→ PROBLEMA PROPOSTO: Conta quante righe qui sotto contengono la stringa "backrest" e riporta soltanto il numero.

→ DATI FORNITI:
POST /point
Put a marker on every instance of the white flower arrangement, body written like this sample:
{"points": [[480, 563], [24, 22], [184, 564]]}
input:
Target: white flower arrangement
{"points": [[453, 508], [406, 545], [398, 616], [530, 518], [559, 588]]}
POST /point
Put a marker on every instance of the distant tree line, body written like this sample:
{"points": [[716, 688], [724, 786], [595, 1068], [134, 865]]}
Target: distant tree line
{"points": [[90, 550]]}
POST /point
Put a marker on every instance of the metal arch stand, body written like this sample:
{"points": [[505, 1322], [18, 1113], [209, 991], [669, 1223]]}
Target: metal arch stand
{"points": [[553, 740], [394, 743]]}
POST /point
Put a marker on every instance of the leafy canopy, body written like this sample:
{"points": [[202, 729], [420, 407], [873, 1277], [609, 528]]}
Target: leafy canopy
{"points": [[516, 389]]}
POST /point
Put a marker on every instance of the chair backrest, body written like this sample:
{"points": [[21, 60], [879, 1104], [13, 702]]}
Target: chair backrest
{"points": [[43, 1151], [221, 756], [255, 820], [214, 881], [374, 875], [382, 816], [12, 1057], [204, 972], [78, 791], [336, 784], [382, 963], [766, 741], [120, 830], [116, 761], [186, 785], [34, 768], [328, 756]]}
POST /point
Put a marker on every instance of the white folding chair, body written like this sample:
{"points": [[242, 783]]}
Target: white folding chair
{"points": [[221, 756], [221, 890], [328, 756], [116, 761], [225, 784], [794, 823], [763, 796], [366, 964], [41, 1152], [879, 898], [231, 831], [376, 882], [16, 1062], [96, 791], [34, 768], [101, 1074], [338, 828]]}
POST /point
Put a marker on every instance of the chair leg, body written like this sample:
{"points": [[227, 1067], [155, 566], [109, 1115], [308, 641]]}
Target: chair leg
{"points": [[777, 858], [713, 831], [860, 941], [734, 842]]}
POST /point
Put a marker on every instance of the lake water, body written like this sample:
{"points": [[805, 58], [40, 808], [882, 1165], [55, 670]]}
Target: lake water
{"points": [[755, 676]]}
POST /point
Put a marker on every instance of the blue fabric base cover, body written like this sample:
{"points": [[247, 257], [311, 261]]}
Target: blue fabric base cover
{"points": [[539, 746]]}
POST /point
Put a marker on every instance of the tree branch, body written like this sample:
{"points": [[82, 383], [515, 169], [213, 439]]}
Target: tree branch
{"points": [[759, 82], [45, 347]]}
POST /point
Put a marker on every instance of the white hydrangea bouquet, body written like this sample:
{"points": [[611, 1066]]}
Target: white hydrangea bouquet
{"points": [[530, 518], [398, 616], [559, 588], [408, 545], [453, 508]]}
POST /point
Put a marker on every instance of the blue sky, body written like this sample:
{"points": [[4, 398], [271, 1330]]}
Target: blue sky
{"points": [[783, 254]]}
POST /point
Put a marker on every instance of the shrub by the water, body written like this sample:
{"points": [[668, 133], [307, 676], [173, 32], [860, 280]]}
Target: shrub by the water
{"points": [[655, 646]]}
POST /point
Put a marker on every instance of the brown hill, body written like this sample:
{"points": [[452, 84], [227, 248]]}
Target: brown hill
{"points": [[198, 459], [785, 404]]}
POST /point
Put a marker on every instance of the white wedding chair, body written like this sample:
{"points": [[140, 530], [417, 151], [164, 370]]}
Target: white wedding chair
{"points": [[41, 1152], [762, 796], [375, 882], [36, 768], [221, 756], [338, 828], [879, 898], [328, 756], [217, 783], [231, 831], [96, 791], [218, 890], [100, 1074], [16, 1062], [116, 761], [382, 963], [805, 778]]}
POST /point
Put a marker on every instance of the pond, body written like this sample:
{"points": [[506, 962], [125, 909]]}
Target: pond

--

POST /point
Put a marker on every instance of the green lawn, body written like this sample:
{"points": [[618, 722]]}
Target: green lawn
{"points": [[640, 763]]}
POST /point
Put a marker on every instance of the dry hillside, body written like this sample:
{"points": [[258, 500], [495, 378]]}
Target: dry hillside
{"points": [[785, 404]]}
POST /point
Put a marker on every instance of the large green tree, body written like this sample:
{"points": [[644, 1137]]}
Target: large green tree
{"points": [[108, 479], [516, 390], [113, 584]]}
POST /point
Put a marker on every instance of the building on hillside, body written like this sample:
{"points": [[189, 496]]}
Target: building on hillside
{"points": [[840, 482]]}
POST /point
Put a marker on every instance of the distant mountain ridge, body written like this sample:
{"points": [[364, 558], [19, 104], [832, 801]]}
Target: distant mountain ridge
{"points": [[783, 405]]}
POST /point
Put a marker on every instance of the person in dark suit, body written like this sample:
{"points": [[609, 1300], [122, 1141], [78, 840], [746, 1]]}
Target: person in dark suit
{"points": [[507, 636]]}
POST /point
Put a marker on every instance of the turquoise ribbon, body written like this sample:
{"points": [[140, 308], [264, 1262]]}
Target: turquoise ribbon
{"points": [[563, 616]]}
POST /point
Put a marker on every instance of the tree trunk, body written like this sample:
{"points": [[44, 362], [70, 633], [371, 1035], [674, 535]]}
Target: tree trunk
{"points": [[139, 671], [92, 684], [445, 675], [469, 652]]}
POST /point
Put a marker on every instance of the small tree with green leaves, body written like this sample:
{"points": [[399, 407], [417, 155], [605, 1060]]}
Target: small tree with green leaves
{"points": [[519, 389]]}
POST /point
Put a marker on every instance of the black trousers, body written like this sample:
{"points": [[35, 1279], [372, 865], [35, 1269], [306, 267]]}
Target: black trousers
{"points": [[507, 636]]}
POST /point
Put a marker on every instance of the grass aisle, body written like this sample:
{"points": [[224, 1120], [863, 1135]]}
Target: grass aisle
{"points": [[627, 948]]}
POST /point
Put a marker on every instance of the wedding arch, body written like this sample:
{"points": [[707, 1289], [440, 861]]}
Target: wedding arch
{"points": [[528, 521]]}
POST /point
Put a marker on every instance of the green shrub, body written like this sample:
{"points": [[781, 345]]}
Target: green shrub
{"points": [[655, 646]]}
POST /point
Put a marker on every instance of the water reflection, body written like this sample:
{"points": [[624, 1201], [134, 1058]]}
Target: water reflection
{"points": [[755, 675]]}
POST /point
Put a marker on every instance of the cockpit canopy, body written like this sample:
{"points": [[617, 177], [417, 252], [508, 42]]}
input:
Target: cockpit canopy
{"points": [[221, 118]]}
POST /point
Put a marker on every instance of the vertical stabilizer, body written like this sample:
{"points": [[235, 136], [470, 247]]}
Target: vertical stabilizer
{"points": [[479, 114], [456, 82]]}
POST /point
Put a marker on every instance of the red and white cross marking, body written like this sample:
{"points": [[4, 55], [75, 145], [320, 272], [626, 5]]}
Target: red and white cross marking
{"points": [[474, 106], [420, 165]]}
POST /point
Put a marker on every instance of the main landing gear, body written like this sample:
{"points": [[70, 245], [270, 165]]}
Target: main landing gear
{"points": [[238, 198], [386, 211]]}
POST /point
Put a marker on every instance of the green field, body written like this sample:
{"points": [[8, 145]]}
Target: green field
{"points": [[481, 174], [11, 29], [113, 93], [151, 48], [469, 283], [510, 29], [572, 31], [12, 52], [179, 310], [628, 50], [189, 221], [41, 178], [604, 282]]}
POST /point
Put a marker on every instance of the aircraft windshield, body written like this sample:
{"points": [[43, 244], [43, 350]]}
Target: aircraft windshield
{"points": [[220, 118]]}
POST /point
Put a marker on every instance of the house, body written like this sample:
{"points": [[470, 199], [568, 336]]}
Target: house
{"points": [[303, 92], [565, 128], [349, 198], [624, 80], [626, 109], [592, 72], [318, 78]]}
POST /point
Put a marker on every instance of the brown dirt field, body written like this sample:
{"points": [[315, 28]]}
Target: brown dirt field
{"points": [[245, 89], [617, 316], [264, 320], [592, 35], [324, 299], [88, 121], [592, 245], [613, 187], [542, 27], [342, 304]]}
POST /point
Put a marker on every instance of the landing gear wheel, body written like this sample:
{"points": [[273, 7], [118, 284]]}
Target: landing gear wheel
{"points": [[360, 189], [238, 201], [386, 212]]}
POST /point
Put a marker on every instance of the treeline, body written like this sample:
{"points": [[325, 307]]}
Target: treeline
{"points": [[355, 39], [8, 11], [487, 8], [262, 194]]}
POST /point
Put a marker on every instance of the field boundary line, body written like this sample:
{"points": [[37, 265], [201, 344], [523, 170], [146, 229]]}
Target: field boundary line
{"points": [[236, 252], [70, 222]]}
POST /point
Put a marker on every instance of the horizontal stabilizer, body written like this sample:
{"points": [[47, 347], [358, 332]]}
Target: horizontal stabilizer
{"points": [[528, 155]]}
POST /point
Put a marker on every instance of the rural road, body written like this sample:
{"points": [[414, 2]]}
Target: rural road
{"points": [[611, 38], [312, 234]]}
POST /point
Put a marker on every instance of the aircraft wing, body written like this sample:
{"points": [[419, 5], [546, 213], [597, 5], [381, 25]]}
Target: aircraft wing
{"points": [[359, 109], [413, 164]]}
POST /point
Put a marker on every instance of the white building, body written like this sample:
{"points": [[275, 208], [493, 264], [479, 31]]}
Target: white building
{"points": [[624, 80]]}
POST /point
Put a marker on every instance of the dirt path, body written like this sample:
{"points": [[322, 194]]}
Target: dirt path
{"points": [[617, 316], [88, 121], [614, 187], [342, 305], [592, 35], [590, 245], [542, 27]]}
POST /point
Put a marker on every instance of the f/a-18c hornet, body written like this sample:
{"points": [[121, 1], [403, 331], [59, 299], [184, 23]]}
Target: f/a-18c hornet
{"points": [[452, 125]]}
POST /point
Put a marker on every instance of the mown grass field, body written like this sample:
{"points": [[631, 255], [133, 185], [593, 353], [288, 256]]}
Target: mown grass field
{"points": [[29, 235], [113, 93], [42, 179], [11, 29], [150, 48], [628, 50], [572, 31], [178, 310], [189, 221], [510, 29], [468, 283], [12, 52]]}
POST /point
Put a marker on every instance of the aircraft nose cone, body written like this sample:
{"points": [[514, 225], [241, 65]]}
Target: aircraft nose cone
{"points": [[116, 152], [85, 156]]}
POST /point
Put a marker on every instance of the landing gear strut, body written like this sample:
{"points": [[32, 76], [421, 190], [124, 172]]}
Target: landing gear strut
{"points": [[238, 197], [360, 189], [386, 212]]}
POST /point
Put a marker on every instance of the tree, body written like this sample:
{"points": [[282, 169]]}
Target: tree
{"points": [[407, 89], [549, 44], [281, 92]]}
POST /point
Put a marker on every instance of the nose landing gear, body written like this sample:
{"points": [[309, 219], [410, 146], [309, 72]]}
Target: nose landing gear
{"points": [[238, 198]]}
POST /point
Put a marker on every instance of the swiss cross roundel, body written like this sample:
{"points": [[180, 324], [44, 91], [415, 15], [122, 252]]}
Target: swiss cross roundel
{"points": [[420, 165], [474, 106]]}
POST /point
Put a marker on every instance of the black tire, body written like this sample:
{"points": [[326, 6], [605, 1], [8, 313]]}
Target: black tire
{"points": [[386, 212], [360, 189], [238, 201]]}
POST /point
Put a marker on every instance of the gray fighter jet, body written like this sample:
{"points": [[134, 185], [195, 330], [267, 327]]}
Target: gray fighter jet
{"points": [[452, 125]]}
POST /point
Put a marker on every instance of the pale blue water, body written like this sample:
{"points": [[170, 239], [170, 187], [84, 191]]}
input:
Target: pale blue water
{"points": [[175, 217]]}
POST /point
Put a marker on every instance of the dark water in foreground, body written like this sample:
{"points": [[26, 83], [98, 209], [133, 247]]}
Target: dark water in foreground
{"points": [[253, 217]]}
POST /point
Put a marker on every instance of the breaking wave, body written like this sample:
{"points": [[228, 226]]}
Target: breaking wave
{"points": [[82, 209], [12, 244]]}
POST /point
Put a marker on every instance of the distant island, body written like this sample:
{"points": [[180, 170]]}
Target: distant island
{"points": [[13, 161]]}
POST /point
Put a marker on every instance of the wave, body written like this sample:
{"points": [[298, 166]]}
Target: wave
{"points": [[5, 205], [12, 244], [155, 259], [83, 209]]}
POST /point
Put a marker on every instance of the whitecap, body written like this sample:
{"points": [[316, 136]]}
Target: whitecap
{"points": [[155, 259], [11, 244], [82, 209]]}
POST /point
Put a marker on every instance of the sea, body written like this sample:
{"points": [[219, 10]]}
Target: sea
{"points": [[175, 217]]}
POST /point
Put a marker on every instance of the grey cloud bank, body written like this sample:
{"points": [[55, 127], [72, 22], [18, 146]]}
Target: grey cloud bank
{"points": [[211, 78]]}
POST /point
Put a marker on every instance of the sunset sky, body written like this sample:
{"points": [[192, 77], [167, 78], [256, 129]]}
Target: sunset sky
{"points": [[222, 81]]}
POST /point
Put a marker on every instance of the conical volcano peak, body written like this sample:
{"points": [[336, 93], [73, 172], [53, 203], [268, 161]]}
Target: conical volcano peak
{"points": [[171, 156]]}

--

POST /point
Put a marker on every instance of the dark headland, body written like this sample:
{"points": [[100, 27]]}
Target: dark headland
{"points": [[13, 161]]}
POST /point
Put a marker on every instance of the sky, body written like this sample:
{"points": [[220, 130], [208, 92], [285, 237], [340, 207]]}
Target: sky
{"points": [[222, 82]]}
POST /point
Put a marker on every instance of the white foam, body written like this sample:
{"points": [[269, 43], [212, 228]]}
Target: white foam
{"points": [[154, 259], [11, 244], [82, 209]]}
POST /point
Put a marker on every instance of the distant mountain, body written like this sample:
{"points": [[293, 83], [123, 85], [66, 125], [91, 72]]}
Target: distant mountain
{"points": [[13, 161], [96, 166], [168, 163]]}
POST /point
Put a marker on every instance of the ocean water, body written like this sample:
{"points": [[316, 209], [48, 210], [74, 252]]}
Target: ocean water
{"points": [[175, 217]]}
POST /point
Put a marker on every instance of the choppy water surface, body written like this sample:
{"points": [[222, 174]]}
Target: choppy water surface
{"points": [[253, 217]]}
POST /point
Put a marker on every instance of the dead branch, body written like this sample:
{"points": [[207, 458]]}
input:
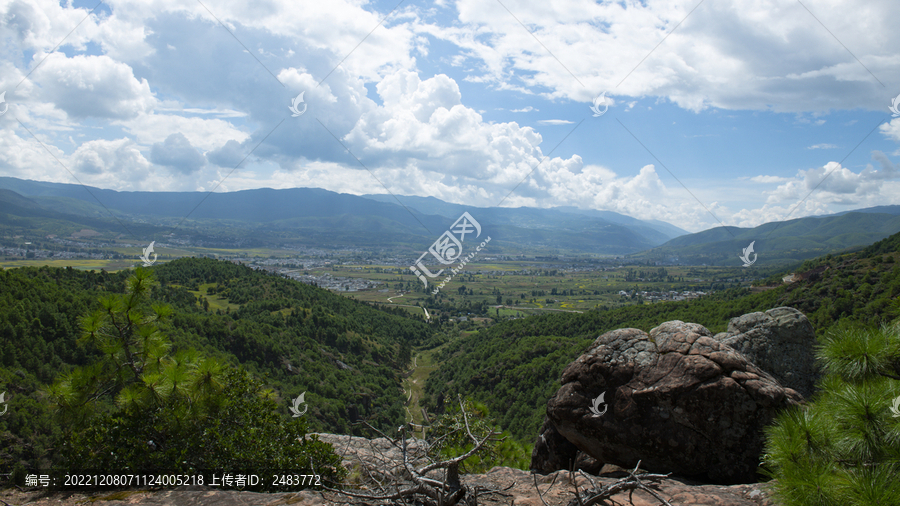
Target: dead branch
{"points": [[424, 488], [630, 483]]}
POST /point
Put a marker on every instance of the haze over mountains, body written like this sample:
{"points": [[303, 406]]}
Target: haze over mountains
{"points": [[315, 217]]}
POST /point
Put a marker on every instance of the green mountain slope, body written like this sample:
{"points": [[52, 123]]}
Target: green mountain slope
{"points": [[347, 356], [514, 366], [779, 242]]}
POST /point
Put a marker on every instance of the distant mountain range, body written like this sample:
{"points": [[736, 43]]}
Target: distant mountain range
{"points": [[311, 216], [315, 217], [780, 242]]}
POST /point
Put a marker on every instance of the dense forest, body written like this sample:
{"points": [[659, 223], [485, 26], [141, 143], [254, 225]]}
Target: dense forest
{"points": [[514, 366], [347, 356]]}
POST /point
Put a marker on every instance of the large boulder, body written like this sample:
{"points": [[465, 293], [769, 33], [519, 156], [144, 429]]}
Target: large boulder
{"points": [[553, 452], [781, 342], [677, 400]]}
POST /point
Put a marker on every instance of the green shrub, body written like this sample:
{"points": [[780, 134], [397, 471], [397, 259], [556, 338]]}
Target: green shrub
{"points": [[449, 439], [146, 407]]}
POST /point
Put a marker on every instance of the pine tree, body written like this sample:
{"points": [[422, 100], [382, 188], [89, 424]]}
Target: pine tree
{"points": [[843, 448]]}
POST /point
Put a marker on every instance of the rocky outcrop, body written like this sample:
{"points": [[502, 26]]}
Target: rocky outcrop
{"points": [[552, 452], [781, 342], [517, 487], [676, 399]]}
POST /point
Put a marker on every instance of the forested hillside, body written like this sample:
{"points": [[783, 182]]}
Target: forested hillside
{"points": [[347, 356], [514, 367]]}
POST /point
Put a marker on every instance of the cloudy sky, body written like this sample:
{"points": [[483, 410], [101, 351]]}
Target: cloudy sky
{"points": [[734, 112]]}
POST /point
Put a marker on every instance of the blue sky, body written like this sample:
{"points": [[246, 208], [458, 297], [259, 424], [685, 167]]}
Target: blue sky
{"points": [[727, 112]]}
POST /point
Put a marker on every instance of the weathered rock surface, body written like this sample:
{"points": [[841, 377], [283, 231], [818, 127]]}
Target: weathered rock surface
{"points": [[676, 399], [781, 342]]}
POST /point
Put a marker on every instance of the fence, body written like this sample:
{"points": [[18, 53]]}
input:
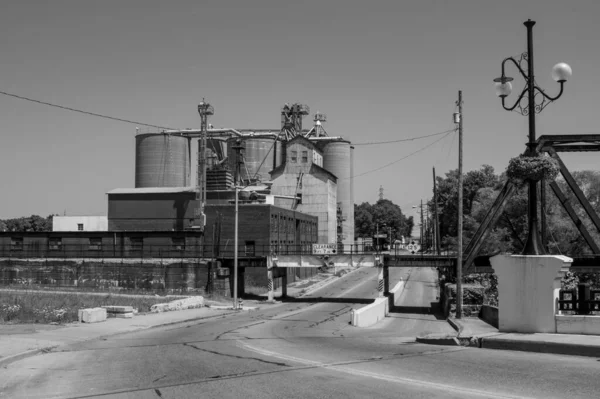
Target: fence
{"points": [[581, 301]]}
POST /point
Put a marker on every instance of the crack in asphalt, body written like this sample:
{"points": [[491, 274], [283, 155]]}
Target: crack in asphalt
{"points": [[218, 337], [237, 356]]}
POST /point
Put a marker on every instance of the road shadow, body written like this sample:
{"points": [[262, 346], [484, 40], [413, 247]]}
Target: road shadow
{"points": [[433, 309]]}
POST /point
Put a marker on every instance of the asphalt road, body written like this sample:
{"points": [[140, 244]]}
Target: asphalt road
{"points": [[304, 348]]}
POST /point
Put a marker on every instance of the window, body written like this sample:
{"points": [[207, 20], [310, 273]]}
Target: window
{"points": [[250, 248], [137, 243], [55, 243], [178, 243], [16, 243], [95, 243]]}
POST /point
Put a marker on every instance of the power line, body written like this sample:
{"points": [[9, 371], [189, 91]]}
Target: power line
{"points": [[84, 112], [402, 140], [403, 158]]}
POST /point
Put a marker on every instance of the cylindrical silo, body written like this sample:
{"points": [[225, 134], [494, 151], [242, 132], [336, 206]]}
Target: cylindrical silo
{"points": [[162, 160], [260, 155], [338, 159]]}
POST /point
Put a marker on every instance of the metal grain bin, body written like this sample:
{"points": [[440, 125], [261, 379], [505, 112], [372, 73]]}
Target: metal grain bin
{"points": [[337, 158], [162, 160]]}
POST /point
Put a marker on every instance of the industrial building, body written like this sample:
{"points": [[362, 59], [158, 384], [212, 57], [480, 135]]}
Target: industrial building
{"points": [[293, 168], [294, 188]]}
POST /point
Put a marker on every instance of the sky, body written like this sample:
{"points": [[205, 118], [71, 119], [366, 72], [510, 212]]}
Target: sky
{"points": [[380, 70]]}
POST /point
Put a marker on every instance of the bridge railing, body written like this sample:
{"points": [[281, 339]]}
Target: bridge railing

→ RISPOSTA COMPLETA: 2